WHAT YOU WILL DO:
In the forwarded email about aging, what does the writer tell the shoe store clerk they want to buy?

From: DAVID ROSS <dwross@xxxxxxxxx>
Sent: March 24, 2021 9:54 PM
To: dsp.ea.large.messages@xxxxxxxxx
Subject: Fwd: Joyful Aging?
Am I Getting To THAT Age???
I found this time because today I was in a shoe store that sells only shoes,
nothing else. A young girl with a tattoo and green hair walked over to me and
asked, "What brings you
in today?" I looked at her and said, "I'm interested in buying a
refrigerator."
She didn't quite know how to respond, had that deer in the headlights look.
I was thinking about old age and decided that old age is when you still have
something on the ball, but you are just too tired to bounce it.
When people see a cat's litter box they always say, "Oh, have you got a cat?"
I just say, "No, it's for company!"
Employment application blanks always ask who is to be called in case of an
emergency. I think you should write, "An ambulance."
The older you get the tougher it is to lose weight because by then your body
and your fat have gotten to be really good friends.

DATASET ROWS:
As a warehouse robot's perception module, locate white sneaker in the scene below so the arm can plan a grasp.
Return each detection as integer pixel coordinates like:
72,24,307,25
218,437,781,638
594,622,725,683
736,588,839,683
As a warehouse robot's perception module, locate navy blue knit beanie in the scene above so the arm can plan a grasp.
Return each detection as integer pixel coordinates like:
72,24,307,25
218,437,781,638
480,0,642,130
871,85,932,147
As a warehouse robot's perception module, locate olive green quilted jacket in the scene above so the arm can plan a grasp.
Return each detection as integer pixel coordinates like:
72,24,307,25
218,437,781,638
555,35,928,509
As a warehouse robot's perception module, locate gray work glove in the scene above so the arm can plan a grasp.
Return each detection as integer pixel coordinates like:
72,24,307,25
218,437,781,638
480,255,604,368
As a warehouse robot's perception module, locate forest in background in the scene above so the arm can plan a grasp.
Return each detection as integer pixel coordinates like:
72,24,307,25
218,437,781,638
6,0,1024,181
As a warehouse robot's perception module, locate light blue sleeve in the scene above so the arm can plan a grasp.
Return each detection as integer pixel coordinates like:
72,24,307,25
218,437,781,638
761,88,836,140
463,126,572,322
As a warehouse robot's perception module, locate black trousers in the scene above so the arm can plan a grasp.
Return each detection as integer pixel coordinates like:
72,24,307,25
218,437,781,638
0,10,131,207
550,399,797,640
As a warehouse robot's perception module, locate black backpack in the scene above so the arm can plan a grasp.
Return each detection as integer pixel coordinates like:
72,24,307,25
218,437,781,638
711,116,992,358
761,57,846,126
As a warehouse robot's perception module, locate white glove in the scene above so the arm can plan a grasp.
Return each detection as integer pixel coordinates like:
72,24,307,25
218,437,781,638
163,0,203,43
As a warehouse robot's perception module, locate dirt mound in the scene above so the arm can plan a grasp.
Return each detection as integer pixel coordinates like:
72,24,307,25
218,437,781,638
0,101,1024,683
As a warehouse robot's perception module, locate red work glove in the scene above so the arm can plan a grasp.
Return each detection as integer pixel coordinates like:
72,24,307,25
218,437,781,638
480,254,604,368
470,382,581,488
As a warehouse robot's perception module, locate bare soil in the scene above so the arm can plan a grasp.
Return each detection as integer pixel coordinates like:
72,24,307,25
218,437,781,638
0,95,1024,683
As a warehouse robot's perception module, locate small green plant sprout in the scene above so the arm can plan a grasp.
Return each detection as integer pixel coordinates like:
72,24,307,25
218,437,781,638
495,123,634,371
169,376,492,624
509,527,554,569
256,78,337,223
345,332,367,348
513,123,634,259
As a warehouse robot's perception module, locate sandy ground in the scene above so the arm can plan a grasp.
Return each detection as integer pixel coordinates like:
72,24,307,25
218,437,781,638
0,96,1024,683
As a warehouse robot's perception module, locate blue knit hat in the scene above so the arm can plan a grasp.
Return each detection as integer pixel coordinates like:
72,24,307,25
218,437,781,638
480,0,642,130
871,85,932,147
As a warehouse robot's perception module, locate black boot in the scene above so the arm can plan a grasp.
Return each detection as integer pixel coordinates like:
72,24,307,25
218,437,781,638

THE COMPLETED TASK:
A refrigerator.